**Task to carry out**.
Count the lines in the records below that contain the string "spider", and reply with that number alone.

** Begin Raw data **

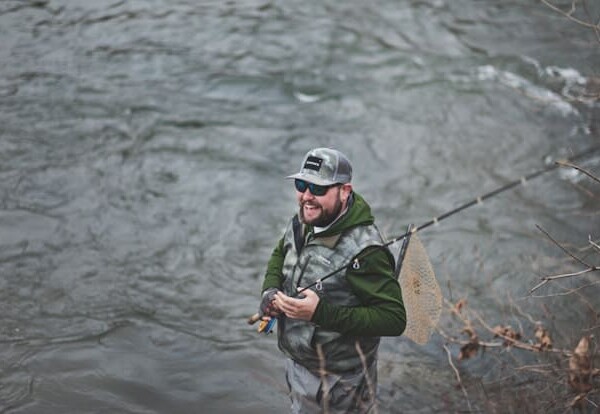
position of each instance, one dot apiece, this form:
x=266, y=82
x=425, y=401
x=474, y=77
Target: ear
x=345, y=192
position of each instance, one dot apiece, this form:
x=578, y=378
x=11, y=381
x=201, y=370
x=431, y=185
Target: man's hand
x=303, y=308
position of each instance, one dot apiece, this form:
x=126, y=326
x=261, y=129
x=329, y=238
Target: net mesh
x=420, y=291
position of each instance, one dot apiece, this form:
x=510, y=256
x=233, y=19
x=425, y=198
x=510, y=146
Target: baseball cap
x=325, y=166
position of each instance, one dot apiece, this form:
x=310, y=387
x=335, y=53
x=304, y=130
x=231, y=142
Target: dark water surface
x=143, y=146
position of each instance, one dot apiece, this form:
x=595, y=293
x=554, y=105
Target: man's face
x=320, y=211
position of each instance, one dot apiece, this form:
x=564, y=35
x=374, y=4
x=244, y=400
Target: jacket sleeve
x=381, y=312
x=273, y=275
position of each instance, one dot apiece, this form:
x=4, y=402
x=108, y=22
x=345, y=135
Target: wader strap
x=298, y=234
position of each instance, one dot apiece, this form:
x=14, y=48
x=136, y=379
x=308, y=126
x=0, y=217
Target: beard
x=325, y=217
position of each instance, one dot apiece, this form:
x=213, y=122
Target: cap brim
x=311, y=179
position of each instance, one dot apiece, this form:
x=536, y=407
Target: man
x=330, y=332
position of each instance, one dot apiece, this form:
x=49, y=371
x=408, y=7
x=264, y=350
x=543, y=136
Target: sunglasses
x=316, y=190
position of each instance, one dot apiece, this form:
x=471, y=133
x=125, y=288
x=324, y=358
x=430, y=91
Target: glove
x=266, y=304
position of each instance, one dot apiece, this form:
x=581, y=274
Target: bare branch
x=569, y=15
x=578, y=168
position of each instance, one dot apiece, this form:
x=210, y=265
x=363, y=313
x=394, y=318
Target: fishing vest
x=306, y=261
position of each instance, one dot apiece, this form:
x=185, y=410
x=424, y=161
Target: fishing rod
x=477, y=200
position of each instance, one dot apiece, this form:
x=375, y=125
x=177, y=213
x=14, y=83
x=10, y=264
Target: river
x=143, y=150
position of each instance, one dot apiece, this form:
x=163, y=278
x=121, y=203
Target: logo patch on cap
x=313, y=163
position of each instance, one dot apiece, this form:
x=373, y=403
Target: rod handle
x=253, y=319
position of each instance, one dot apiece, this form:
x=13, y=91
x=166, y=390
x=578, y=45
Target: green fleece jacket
x=381, y=312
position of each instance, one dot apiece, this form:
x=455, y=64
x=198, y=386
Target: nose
x=307, y=195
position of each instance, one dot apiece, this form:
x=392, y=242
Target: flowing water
x=143, y=146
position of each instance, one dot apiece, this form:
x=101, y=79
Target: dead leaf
x=468, y=350
x=508, y=333
x=459, y=305
x=543, y=337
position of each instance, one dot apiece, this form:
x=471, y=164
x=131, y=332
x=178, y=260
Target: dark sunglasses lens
x=300, y=185
x=317, y=190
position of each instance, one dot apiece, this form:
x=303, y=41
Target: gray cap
x=325, y=166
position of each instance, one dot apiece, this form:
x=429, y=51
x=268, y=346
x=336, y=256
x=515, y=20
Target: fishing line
x=477, y=200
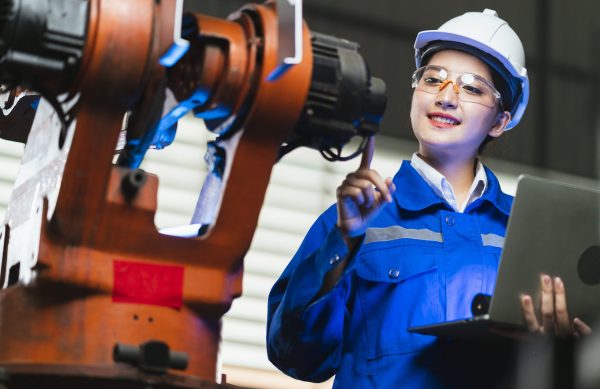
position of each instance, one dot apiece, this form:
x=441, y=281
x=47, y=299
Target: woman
x=417, y=248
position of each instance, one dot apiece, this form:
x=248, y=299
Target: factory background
x=558, y=138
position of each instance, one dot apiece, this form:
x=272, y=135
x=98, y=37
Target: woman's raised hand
x=361, y=195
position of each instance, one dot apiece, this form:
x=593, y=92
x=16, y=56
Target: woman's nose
x=447, y=97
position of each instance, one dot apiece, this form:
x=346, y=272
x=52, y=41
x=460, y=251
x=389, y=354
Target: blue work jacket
x=420, y=262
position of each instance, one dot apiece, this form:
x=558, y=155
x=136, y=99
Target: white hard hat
x=501, y=47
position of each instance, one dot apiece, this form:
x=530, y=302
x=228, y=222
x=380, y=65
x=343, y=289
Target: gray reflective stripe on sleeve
x=397, y=232
x=492, y=240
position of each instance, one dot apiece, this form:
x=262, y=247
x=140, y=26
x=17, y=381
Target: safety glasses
x=469, y=87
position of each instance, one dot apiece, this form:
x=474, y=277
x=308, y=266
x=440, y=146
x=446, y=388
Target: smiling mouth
x=443, y=120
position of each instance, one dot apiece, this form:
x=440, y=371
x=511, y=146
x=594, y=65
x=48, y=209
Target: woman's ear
x=500, y=124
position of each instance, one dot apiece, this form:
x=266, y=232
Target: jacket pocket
x=398, y=288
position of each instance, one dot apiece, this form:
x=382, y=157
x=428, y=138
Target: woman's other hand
x=554, y=316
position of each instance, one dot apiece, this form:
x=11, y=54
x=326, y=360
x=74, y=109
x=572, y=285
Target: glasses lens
x=471, y=87
x=476, y=89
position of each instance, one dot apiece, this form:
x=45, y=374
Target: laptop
x=554, y=228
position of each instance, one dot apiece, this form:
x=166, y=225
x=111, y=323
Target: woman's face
x=447, y=127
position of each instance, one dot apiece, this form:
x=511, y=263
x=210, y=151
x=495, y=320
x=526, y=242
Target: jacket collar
x=414, y=194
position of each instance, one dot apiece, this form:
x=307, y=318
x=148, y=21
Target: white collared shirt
x=442, y=187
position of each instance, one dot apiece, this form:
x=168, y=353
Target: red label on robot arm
x=144, y=283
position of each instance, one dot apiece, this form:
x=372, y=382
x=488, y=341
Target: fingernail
x=546, y=280
x=558, y=282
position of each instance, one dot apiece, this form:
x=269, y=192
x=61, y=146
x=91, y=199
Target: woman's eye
x=472, y=90
x=432, y=81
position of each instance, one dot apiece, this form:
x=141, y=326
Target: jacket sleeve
x=304, y=337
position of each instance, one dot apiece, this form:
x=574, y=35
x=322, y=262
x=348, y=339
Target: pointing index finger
x=367, y=156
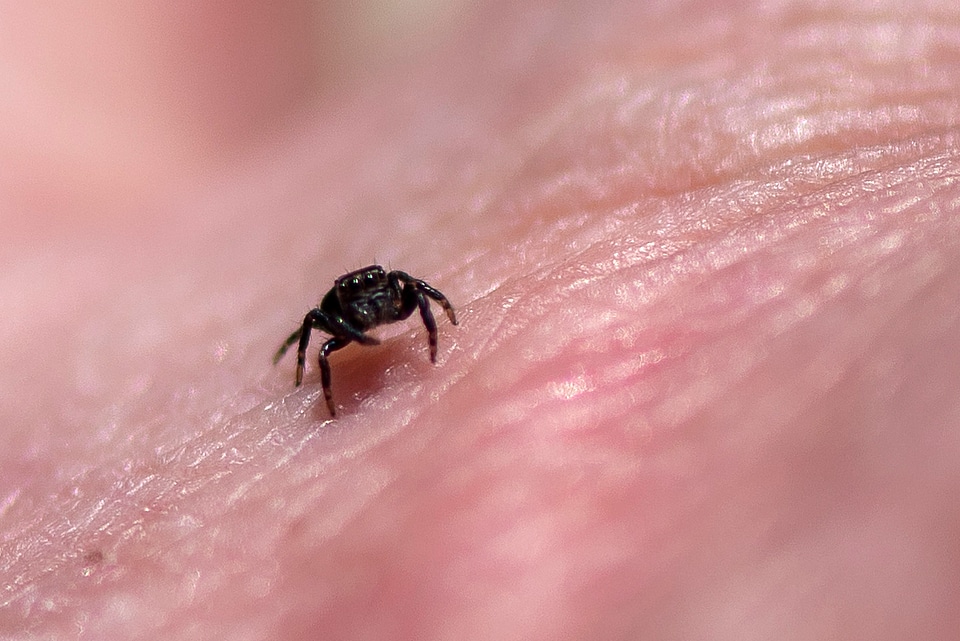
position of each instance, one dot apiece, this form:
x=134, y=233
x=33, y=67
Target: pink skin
x=705, y=260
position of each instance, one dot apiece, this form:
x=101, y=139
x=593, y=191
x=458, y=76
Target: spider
x=359, y=301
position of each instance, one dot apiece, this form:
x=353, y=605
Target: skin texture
x=705, y=261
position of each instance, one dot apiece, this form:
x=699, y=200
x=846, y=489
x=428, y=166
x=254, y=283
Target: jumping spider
x=360, y=301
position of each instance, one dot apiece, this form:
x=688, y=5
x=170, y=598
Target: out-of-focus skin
x=706, y=262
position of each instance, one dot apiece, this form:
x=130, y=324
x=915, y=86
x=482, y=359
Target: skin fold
x=705, y=262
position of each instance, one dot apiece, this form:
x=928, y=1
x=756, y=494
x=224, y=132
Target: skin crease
x=704, y=257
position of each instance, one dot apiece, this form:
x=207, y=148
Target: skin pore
x=703, y=256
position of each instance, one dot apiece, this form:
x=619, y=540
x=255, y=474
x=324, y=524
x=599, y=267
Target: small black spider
x=359, y=301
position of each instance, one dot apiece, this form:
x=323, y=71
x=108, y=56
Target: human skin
x=705, y=261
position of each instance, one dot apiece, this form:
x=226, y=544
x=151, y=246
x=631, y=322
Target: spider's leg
x=424, y=288
x=293, y=338
x=440, y=298
x=314, y=317
x=331, y=345
x=340, y=327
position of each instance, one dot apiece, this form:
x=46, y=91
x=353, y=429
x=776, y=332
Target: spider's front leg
x=316, y=318
x=415, y=293
x=331, y=345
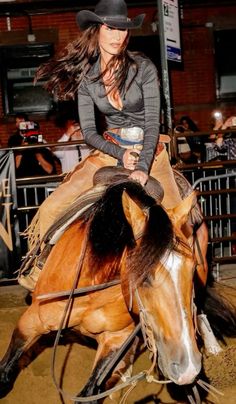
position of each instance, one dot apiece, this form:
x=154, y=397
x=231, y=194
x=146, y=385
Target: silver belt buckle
x=134, y=134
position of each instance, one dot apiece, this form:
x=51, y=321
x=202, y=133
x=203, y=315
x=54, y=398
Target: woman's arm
x=88, y=125
x=151, y=96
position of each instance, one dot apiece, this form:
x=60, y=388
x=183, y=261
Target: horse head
x=158, y=274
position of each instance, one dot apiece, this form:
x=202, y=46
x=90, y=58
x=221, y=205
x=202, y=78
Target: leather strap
x=162, y=139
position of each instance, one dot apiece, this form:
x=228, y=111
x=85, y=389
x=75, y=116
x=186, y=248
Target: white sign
x=171, y=30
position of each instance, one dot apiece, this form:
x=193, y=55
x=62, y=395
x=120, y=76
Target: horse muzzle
x=182, y=368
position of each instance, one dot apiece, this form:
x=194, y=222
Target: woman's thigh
x=76, y=182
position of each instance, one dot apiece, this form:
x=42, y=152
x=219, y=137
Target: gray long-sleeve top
x=141, y=107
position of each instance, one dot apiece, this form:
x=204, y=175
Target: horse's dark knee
x=7, y=379
x=9, y=365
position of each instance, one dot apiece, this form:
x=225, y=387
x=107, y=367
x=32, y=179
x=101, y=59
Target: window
x=225, y=64
x=17, y=71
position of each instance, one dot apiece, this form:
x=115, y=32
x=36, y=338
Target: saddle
x=103, y=178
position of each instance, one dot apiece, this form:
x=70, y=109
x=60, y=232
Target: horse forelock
x=109, y=230
x=157, y=241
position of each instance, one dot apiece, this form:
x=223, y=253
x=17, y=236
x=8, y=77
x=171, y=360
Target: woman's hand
x=139, y=176
x=130, y=158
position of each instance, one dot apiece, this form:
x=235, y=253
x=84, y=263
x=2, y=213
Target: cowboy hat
x=109, y=12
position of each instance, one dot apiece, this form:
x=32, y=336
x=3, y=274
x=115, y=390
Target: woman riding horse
x=124, y=86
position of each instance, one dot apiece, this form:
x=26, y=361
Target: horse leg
x=201, y=245
x=108, y=346
x=28, y=330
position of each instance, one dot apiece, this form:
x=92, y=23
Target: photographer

** End Raw data **

**Task output**.
5